# TASK STATEMENT
Please copy out the stretch from the line containing "Can you find the boulder" through the line containing "point(711, 1011)", swapping "log step" for "log stair" and keeping everything else the same.

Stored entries

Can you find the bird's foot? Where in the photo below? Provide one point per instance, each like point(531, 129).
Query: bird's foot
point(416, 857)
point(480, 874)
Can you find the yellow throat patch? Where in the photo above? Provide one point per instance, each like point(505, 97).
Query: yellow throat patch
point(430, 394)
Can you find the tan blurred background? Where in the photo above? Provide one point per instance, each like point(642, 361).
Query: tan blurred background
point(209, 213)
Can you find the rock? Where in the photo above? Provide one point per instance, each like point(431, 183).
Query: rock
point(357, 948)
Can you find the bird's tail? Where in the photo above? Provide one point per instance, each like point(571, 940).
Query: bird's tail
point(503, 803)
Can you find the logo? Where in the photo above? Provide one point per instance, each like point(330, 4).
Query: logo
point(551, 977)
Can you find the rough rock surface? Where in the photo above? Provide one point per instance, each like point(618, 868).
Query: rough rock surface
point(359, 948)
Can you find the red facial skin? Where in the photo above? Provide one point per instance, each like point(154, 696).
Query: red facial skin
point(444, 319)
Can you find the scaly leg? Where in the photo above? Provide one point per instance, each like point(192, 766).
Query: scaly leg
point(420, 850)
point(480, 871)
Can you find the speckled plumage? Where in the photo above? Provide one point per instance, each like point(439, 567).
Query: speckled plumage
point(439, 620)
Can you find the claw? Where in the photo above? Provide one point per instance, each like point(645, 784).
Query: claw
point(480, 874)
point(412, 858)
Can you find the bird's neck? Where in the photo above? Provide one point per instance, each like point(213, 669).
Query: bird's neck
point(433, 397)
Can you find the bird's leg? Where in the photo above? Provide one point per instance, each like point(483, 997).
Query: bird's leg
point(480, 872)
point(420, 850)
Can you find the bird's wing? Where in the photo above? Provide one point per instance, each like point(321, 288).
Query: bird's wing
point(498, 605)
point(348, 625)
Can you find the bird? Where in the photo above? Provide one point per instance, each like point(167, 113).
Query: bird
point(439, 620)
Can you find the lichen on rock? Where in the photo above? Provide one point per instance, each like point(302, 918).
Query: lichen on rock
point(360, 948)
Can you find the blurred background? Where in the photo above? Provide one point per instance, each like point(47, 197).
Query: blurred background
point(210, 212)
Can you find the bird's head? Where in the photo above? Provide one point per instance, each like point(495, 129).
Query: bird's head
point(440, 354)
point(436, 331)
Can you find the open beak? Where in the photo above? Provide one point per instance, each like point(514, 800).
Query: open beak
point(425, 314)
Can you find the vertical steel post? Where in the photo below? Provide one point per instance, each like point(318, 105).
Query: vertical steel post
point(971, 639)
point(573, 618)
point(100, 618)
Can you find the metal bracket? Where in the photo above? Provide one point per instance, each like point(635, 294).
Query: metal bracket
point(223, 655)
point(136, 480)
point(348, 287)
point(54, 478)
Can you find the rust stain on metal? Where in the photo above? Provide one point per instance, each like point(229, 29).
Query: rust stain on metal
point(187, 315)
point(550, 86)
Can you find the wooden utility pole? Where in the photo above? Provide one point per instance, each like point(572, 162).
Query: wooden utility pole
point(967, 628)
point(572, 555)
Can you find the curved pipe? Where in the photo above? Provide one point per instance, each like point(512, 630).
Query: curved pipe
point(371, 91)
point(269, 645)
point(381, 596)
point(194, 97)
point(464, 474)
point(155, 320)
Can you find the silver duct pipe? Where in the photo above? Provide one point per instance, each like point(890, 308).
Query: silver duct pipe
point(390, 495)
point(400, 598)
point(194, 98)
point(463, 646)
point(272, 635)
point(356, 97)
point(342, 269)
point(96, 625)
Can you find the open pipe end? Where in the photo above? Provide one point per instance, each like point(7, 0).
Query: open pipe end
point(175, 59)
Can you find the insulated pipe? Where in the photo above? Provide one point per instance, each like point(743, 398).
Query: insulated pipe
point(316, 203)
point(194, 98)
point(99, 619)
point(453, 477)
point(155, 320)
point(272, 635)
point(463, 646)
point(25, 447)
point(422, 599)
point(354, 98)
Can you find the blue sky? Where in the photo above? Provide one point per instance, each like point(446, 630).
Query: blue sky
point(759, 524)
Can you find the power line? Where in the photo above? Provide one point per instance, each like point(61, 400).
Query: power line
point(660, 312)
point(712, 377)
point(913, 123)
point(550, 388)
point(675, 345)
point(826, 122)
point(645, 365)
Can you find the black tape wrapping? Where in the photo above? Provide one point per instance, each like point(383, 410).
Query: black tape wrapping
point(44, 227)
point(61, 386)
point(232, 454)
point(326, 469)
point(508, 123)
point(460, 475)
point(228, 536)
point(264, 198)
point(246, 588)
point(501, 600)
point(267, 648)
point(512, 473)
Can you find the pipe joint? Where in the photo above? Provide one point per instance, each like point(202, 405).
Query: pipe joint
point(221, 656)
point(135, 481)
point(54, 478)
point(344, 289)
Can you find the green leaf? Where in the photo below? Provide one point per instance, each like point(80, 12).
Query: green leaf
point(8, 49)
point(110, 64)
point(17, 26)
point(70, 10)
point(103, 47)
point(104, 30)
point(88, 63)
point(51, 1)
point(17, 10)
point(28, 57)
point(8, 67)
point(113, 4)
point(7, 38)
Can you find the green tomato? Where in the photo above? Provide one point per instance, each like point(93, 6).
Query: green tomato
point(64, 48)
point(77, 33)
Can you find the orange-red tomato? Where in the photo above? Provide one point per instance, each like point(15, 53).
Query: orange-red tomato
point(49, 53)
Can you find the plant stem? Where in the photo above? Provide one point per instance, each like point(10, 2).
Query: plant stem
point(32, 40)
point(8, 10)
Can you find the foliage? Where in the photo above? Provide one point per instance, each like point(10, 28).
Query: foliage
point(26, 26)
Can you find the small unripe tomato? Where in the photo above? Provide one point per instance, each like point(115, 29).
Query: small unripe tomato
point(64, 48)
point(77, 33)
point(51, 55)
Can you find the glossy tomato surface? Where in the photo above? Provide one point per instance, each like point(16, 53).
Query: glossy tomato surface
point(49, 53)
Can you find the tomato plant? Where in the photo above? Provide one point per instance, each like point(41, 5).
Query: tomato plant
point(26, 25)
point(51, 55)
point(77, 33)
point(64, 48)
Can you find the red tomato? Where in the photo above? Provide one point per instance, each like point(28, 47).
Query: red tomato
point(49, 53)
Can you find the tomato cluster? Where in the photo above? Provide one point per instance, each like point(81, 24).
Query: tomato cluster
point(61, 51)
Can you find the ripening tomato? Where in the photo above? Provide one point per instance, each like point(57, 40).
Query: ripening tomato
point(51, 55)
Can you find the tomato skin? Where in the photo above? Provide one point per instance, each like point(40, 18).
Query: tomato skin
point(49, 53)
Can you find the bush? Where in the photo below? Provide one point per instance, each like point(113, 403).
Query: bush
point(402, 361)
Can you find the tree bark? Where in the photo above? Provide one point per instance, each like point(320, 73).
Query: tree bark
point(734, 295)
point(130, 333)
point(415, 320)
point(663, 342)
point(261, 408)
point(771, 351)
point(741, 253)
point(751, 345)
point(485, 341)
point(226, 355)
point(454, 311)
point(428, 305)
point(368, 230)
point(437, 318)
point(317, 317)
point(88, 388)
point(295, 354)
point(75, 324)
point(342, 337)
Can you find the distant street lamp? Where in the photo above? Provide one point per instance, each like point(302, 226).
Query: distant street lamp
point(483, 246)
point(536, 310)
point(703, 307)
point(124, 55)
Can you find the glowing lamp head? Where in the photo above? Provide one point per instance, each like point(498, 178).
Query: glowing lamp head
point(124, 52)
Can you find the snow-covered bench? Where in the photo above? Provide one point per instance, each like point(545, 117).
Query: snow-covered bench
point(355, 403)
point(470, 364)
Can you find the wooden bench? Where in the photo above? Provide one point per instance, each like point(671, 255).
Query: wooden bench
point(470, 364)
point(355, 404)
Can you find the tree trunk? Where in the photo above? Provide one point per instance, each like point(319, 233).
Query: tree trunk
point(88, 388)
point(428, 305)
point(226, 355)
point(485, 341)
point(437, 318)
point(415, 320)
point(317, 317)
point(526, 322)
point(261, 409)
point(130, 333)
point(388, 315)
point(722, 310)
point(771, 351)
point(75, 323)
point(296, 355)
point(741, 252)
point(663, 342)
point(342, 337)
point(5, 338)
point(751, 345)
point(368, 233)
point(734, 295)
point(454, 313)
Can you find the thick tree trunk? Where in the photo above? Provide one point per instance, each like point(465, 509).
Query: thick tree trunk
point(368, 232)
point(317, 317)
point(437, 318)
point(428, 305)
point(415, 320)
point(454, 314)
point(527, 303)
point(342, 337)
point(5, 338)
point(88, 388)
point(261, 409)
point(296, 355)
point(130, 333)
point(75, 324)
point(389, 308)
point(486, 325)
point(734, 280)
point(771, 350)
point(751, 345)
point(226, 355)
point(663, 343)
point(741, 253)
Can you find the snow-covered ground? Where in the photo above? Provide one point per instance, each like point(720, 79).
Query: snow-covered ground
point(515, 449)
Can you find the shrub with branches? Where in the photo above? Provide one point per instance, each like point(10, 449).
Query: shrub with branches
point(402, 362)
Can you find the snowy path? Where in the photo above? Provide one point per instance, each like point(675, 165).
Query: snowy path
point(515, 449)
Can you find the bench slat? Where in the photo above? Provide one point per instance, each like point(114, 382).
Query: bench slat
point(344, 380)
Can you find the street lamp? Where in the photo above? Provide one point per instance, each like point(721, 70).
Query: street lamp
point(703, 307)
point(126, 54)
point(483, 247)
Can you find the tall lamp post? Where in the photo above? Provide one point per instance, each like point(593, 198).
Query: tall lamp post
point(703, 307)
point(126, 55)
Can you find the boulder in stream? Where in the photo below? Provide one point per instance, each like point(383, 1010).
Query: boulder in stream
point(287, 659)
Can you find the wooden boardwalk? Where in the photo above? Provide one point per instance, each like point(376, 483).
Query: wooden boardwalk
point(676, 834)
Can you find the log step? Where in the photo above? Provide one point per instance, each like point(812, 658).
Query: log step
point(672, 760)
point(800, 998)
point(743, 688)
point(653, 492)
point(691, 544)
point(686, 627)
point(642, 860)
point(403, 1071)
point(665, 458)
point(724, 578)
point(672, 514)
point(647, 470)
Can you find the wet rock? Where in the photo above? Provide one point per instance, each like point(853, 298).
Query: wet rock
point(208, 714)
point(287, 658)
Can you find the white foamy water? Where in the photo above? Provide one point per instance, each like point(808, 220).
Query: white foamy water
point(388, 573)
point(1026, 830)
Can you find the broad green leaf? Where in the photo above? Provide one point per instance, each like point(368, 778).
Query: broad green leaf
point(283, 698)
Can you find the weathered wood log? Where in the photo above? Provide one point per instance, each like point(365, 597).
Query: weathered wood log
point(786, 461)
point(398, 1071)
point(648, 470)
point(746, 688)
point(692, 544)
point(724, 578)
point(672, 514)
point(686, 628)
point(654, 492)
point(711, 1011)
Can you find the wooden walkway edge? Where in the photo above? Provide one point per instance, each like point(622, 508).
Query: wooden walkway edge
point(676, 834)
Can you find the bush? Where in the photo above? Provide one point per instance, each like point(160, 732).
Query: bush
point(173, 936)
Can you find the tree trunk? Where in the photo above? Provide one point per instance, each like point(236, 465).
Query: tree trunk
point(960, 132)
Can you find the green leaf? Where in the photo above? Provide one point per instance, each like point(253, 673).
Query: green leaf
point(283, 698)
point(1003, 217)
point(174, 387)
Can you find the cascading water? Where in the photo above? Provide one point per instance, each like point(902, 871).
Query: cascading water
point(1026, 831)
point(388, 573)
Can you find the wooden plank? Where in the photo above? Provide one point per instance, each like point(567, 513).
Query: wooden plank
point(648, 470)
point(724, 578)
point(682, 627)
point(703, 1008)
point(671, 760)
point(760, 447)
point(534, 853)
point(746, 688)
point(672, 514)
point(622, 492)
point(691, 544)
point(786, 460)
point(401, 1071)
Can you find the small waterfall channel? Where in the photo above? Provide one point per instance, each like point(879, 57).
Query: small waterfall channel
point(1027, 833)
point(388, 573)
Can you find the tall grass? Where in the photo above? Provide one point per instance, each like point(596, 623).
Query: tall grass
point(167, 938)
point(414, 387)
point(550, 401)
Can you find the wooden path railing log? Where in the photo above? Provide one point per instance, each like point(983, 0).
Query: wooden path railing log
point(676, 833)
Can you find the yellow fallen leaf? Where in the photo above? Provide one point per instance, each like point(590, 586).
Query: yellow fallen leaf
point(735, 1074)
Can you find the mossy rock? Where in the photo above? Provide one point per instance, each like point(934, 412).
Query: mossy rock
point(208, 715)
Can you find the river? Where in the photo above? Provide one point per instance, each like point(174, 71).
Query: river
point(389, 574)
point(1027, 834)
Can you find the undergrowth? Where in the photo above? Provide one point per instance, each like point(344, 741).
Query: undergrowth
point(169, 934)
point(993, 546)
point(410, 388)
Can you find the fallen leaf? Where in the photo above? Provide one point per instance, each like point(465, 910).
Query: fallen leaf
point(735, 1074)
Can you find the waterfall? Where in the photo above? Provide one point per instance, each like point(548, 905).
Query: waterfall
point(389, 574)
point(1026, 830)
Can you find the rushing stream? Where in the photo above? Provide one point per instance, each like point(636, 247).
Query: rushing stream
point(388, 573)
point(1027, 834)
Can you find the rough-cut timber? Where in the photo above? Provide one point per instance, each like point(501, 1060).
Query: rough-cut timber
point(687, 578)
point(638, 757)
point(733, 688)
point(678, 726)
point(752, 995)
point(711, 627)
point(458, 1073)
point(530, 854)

# ANSWER TO THE PROBLEM
Can you find the boulder in stream? Where in the photo below? Provide one point per instance, each like point(383, 1010).
Query: boulder in stream
point(287, 659)
Can you find the wooden boardwalk? Where in the photo above? Provide one point per instance, each like point(376, 483).
Query: wooden boardwalk
point(676, 834)
Can you find the log stair? Where in the photo above? Provide one point per instance, each like point(812, 658).
Query: log stair
point(672, 760)
point(800, 998)
point(743, 688)
point(653, 492)
point(691, 544)
point(686, 627)
point(642, 860)
point(403, 1071)
point(665, 458)
point(724, 578)
point(672, 514)
point(647, 470)
Can you find the wet rock? Where in the photo above? Provide one point per instance, each like point(853, 298).
Query: wet rock
point(208, 714)
point(287, 658)
Can you find the white foamy water? Where in the photo above? Provide one point per instance, each like point(808, 220).
Query: white foamy water
point(388, 573)
point(1026, 830)
Can you find the broad green leaf? Where in the photo above? Provide one point per instance, each like point(368, 778).
Query: broad green leaf
point(283, 698)
Can you find the weathered wood log? Where in the photo above? Provide one point per instance, each like point(365, 597).
Query: weathered wood log
point(786, 461)
point(398, 1071)
point(648, 470)
point(746, 688)
point(692, 544)
point(724, 578)
point(672, 514)
point(686, 628)
point(654, 492)
point(711, 1011)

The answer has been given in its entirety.